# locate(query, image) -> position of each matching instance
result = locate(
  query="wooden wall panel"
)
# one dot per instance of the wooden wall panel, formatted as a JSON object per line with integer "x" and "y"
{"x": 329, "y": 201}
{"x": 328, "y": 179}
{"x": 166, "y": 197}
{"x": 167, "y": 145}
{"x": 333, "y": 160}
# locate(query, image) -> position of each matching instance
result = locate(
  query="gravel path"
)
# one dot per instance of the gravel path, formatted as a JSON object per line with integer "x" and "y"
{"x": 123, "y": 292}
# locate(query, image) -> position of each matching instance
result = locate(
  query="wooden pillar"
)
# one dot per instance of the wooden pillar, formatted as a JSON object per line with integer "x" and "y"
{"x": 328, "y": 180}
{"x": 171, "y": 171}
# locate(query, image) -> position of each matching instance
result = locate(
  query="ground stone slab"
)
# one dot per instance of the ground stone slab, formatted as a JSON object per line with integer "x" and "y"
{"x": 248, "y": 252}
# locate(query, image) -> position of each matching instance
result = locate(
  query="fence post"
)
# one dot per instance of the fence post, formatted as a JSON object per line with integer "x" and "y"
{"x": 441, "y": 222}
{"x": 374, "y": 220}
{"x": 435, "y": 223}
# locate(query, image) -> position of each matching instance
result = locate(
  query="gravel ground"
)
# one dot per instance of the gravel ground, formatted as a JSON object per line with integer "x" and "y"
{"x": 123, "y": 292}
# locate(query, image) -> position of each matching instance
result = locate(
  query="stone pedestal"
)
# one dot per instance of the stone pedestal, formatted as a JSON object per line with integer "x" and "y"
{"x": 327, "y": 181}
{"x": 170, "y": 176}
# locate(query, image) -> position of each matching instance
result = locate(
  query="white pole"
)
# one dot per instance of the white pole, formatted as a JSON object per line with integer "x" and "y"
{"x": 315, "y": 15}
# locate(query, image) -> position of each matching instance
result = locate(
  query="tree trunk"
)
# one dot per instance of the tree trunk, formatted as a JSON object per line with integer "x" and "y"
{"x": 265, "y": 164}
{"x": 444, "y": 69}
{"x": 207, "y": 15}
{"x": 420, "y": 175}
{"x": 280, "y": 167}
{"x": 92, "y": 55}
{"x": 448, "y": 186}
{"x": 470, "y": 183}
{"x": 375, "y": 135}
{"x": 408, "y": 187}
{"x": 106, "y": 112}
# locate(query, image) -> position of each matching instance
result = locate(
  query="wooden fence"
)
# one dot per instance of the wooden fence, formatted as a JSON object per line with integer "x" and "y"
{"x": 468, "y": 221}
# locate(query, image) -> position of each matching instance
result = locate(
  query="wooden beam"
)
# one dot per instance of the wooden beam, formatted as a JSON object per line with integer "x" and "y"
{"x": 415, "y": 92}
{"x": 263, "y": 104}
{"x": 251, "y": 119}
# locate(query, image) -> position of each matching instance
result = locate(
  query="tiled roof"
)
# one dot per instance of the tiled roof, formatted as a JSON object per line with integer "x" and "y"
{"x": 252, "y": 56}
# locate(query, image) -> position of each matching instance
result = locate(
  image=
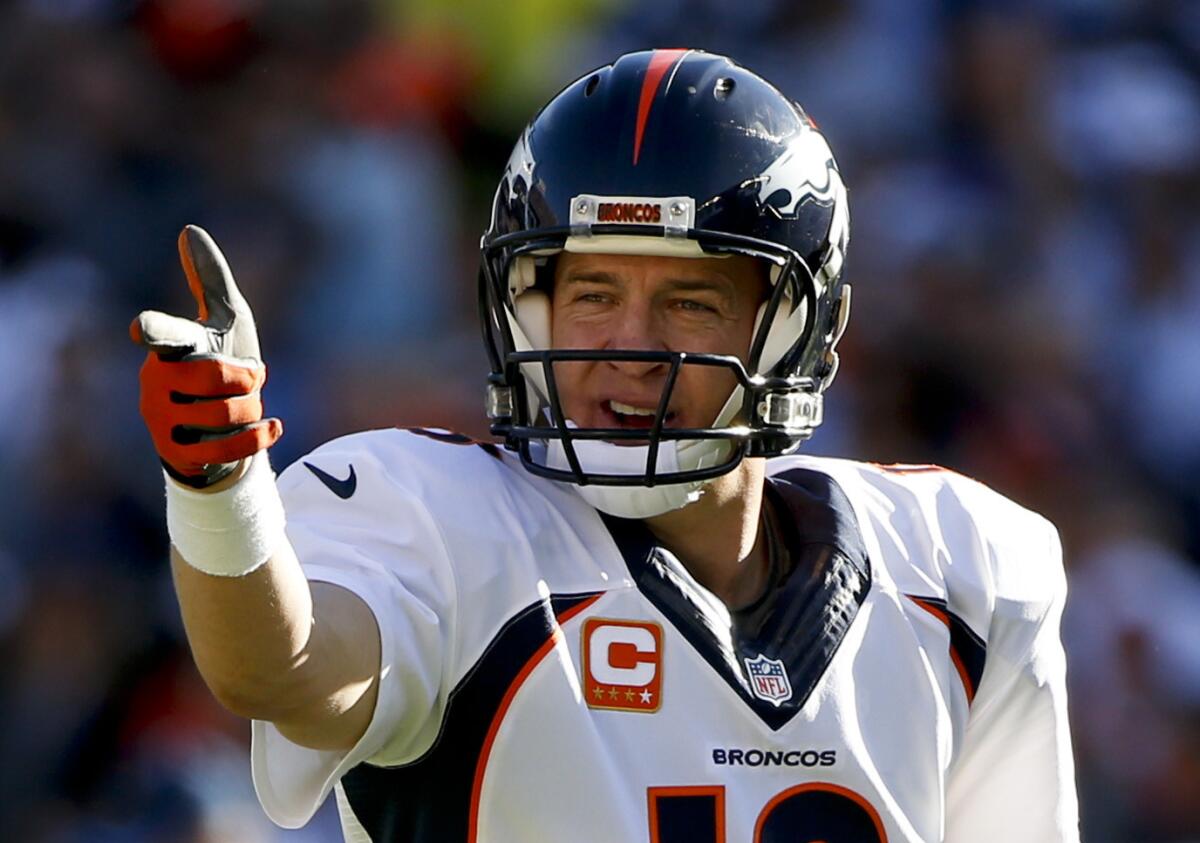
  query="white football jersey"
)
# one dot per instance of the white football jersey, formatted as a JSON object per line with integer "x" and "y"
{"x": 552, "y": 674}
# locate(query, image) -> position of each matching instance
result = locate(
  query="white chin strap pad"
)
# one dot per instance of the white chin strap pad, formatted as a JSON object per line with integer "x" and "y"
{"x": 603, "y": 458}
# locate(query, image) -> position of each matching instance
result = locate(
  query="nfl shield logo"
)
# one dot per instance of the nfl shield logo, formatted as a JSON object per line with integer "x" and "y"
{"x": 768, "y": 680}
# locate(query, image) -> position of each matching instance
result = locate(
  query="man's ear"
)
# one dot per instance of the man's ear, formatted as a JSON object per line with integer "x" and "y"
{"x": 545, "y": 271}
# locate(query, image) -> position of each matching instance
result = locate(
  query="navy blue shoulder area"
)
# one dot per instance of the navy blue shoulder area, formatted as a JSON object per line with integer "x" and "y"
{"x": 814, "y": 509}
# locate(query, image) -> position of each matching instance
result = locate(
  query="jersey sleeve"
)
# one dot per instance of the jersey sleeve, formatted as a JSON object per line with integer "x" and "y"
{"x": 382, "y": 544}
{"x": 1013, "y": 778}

=-=-=-=-=

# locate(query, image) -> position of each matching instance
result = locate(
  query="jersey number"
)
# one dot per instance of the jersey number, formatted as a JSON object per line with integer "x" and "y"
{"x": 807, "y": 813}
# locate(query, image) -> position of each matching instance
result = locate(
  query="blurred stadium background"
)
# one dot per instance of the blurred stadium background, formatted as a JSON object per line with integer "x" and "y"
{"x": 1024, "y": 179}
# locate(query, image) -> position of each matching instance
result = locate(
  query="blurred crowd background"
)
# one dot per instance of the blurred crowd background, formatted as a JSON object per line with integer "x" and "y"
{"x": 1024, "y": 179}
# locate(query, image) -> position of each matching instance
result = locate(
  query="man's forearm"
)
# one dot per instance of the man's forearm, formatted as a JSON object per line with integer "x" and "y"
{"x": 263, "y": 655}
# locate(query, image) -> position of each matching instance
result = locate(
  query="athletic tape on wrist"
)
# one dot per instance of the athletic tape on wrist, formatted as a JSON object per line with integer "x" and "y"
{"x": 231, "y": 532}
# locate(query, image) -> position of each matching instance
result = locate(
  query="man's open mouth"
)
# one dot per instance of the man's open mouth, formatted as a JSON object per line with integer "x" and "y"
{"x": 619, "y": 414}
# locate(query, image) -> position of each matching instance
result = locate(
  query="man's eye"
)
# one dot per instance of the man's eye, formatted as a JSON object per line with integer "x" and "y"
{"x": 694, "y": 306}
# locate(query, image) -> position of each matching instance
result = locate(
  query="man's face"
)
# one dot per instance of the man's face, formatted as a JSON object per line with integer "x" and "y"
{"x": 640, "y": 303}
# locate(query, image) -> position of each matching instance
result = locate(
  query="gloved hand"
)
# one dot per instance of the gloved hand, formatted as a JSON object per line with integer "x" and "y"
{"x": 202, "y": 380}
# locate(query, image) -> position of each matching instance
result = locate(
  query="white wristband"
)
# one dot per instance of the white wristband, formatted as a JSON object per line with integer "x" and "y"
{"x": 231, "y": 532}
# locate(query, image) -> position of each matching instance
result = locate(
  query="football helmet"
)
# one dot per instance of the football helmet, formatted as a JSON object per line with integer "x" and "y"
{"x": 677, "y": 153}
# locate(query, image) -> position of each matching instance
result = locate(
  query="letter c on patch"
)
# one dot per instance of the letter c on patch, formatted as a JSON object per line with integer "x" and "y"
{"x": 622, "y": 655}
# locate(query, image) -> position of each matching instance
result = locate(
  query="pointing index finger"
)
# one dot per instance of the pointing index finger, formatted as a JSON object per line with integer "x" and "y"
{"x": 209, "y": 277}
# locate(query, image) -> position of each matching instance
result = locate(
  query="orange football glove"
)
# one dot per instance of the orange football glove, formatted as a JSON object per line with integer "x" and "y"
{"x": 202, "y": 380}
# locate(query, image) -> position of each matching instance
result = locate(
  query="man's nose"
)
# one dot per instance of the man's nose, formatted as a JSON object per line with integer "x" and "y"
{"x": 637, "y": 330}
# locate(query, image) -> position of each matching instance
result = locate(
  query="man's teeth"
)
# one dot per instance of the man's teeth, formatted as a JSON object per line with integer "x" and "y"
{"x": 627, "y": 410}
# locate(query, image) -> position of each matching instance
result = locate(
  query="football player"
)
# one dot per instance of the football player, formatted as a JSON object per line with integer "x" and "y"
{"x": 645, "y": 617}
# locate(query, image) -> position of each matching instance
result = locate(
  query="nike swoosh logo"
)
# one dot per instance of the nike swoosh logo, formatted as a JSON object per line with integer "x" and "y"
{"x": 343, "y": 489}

=-=-=-=-=

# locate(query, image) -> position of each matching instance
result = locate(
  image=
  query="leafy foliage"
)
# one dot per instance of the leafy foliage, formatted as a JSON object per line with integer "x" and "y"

=-=-=-=-=

**Task details:**
Check each line of the entries, and copy the ones that contain "leafy".

**Task solution:**
  query="leafy foliage"
# one dot per instance of the leafy foliage, formatted as a JSON object per line with integer "x" and "y"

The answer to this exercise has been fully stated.